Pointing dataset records
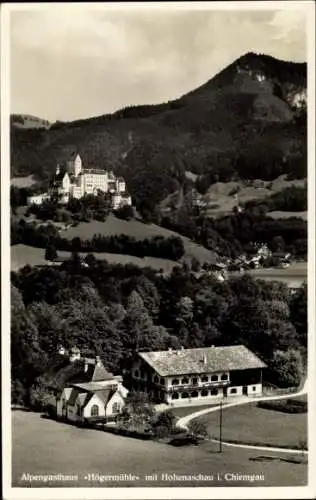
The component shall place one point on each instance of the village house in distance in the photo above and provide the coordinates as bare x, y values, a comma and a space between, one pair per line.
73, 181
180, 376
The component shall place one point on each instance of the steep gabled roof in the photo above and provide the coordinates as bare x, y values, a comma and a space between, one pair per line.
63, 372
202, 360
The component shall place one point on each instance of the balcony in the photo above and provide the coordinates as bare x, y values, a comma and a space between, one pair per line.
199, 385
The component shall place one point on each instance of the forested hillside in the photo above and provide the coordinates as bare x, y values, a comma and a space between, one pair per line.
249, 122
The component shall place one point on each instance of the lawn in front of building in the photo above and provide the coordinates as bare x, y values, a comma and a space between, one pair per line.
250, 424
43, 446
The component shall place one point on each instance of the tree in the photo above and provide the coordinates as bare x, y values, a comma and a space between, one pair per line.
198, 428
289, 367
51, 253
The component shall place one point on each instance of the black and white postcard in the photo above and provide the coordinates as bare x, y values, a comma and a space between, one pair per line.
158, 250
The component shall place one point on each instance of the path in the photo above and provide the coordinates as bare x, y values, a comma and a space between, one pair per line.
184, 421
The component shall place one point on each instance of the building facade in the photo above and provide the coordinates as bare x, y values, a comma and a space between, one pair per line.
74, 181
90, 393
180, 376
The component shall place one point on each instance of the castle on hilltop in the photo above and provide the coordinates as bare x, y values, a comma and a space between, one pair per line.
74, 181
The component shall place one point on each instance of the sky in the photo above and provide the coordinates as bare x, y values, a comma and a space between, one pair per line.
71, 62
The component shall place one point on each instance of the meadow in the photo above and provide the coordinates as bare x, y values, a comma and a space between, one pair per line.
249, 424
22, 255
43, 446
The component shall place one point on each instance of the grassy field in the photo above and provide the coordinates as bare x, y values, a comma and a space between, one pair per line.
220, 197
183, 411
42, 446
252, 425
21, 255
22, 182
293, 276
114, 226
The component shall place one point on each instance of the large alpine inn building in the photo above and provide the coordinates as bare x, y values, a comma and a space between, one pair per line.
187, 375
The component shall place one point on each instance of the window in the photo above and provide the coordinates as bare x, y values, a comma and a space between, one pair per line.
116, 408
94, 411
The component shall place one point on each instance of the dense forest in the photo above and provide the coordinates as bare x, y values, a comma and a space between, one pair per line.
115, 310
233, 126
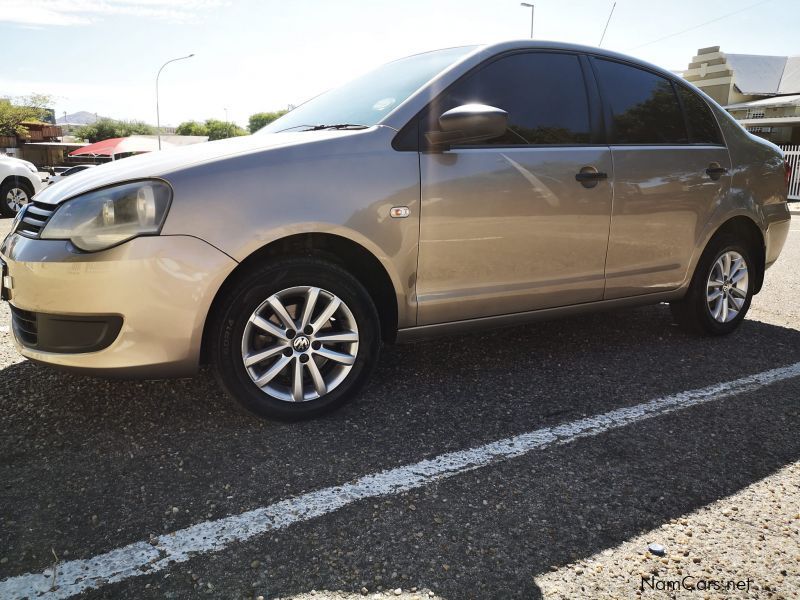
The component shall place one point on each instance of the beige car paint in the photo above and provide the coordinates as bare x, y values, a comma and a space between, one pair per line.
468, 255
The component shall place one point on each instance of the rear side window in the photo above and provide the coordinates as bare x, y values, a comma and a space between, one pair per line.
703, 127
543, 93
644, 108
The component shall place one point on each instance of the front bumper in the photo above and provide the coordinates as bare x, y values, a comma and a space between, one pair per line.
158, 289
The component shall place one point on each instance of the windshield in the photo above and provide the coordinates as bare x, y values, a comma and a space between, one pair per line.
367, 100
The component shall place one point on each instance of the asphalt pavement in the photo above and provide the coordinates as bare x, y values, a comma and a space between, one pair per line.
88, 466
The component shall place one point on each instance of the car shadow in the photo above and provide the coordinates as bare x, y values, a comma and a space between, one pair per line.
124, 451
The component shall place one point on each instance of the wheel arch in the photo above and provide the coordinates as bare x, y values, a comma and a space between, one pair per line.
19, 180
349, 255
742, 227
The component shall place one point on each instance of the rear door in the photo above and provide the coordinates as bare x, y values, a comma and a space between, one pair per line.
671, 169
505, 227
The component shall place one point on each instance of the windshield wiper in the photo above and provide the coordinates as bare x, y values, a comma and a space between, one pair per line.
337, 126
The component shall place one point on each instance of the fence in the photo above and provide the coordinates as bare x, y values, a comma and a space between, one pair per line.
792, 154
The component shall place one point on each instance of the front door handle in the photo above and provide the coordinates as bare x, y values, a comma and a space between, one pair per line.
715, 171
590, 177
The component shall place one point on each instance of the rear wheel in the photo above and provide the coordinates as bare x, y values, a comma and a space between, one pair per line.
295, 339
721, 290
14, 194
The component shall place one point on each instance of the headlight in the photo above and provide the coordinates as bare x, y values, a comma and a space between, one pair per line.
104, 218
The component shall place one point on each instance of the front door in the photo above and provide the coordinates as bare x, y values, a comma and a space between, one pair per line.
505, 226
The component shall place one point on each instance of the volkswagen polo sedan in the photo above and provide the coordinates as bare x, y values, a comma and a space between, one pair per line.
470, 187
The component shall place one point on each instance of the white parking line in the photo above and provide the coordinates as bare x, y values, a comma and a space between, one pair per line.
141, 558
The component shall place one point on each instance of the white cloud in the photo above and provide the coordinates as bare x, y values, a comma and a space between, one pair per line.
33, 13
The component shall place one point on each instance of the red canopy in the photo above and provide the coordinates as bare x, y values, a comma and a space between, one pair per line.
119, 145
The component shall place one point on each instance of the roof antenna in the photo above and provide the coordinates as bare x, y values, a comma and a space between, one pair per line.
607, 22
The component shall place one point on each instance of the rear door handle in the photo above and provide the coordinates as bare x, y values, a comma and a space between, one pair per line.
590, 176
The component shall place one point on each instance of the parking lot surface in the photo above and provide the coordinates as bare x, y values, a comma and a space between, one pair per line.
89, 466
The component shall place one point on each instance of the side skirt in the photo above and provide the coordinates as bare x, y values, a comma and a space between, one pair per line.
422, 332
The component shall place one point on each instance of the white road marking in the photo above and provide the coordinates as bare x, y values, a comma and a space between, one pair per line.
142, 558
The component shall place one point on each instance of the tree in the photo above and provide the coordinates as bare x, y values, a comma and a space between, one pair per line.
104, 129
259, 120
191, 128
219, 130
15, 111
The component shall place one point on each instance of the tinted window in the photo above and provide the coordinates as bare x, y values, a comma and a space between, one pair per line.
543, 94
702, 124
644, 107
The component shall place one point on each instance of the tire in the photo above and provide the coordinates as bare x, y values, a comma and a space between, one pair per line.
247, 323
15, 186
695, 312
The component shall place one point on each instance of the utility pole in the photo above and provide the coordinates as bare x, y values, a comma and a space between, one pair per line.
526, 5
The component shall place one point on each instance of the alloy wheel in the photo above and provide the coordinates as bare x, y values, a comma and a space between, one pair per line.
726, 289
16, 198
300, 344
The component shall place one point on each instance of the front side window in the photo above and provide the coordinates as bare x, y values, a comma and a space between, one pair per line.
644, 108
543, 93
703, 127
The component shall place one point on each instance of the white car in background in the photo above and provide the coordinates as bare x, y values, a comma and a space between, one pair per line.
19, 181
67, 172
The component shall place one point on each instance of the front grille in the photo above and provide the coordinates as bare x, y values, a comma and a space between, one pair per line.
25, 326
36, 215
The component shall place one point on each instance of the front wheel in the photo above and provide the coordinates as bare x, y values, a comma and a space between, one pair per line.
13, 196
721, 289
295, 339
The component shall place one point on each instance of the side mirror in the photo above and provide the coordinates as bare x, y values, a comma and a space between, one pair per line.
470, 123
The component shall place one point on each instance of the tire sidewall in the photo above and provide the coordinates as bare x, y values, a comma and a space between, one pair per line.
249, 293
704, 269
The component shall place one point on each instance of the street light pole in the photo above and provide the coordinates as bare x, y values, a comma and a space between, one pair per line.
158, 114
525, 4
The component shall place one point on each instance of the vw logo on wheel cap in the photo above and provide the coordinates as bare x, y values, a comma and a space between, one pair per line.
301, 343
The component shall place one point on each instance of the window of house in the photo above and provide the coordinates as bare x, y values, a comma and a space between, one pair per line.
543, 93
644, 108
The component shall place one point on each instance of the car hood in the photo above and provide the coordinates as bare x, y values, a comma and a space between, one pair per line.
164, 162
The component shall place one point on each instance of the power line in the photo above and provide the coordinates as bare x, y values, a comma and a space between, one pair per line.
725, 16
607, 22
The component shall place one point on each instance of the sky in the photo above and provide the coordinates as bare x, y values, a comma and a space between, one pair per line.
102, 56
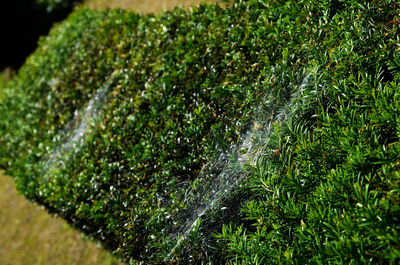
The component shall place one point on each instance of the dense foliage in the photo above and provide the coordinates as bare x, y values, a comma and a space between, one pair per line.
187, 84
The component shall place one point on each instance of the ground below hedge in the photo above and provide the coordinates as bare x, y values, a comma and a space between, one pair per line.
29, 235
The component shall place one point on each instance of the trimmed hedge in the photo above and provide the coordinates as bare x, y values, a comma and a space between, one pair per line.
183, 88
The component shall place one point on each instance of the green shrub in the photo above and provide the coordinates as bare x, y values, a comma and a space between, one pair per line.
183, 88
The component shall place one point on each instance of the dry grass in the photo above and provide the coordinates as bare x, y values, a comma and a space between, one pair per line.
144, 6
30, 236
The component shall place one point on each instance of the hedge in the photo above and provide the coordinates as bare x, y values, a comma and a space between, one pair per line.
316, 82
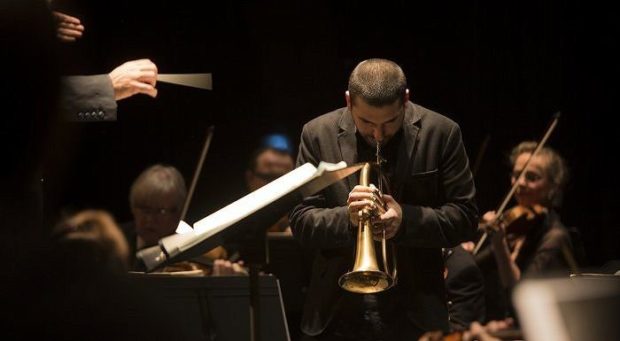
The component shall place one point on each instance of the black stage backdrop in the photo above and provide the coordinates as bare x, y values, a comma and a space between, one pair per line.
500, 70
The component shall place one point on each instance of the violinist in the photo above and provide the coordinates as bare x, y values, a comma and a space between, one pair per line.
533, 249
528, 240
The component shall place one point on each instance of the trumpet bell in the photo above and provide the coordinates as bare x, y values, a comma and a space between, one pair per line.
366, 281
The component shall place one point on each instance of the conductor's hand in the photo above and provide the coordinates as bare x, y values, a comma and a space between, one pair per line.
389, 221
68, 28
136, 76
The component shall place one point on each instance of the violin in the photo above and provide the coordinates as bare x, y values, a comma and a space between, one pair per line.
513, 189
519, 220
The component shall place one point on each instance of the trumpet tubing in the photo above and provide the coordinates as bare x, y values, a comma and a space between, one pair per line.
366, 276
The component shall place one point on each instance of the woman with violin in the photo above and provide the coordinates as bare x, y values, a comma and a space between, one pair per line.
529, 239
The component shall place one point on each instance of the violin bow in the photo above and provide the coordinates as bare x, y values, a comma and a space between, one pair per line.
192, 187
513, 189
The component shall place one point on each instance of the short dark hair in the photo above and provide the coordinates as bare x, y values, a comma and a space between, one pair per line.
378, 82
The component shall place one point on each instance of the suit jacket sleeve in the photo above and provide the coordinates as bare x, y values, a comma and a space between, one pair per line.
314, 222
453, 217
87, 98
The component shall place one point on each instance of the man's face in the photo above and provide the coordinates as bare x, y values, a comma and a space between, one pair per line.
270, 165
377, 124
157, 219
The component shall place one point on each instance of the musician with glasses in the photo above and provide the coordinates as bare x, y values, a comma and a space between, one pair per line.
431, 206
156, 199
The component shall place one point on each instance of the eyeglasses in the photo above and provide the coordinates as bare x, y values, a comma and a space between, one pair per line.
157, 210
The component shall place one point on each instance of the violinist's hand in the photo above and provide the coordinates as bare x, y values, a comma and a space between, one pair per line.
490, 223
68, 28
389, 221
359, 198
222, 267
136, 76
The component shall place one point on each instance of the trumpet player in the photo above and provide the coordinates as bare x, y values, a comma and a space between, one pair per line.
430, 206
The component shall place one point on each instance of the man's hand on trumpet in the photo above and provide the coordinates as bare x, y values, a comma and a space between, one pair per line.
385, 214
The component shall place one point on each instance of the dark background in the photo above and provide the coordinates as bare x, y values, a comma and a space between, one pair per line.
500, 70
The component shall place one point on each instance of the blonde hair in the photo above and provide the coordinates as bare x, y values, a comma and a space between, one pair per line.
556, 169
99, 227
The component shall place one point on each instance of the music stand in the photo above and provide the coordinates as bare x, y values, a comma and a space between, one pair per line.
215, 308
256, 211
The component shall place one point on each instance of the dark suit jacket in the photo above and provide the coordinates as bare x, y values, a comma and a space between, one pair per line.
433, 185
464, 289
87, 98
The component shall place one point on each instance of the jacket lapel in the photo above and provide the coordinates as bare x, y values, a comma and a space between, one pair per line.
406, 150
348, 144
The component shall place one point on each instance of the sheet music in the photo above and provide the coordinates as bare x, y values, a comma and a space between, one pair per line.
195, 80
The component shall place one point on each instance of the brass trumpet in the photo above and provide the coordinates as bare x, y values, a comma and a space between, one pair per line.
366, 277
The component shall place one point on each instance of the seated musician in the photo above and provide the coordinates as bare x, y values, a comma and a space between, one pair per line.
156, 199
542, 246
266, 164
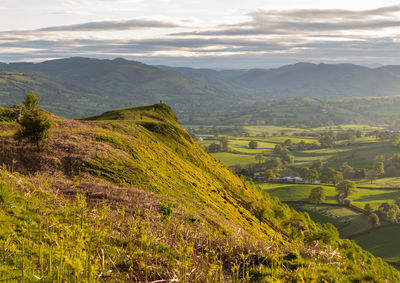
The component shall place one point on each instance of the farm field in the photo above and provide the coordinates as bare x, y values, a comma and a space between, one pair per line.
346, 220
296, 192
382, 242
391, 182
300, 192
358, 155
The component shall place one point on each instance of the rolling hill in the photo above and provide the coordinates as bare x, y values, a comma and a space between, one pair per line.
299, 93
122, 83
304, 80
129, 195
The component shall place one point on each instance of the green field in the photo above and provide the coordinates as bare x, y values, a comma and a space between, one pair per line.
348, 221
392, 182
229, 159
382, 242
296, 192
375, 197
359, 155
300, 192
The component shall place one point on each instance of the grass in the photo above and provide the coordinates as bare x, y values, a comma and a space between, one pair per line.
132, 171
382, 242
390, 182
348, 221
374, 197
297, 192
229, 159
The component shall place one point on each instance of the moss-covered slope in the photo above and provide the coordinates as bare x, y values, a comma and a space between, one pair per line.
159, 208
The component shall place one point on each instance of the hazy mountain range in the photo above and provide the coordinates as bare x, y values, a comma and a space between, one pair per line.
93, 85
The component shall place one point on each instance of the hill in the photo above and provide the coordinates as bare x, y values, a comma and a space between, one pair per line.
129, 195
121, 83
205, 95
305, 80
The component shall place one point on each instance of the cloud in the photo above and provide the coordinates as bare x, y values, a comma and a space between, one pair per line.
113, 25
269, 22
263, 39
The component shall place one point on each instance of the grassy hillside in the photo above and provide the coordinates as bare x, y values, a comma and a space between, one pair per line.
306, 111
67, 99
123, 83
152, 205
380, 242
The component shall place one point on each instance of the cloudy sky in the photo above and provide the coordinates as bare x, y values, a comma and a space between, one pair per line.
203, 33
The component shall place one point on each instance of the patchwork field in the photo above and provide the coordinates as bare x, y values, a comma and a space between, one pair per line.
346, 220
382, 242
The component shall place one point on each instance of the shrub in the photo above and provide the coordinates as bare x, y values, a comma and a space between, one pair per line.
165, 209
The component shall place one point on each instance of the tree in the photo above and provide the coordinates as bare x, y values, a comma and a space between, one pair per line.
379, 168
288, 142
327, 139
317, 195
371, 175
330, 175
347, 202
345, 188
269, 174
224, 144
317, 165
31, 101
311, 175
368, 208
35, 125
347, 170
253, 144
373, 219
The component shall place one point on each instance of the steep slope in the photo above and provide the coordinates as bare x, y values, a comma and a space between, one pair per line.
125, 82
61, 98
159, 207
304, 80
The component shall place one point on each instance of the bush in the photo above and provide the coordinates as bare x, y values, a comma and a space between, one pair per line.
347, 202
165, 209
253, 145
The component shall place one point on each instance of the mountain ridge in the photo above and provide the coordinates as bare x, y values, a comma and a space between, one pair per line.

**What you will do**
Using the records above, please retype only the run of lines from the line holding "the grassy hillside" through the last line, both ends included.

**Correct response**
The component shall place one point on each instance of the grassy hillside in the photo above and provide the coordinates as bare x, y values, a comma and a space between, one pair per line.
306, 111
67, 99
123, 83
152, 205
380, 242
The component shall place one point on each instance of the cloudy sky in the photo above and provide the coordinates as bare x, y values, a comma and a space between, one pair per line.
203, 33
The component shall place one point on each instance of the patchwork field in the photo above and provide the coordinates as bare x, y values, a comma and a space between, one pair per line.
346, 220
382, 242
The component shall place one point on each instance of the shrub in the photo above and provide the coordinates as bare x, y values, a comma and a space between, one pair per line.
165, 209
The component shall place one point on each instance of the tree in the photo above and provide the coordinates as bare x, y values, a comma and a space between, one pair per line.
379, 168
288, 142
327, 139
317, 195
371, 175
330, 175
347, 202
345, 188
269, 174
224, 144
317, 165
31, 101
311, 175
368, 208
35, 125
347, 170
253, 144
373, 219
The component shall place one point on each instance of the steep slope in the photo above and provide the coordinates as bare x, y values, a comma and a space between, one pair per line.
125, 82
61, 98
159, 207
304, 80
The component shall place one point on each instance of the bush in the photo above and provide the coordinates as bare x, y values, a comma and a space between, one pair per line.
347, 202
165, 209
253, 145
The component shall place one point on each instance of the mountain ridge in the photo above and provide the coordinates as bare x, y values, a comma and a space between, one pair per line.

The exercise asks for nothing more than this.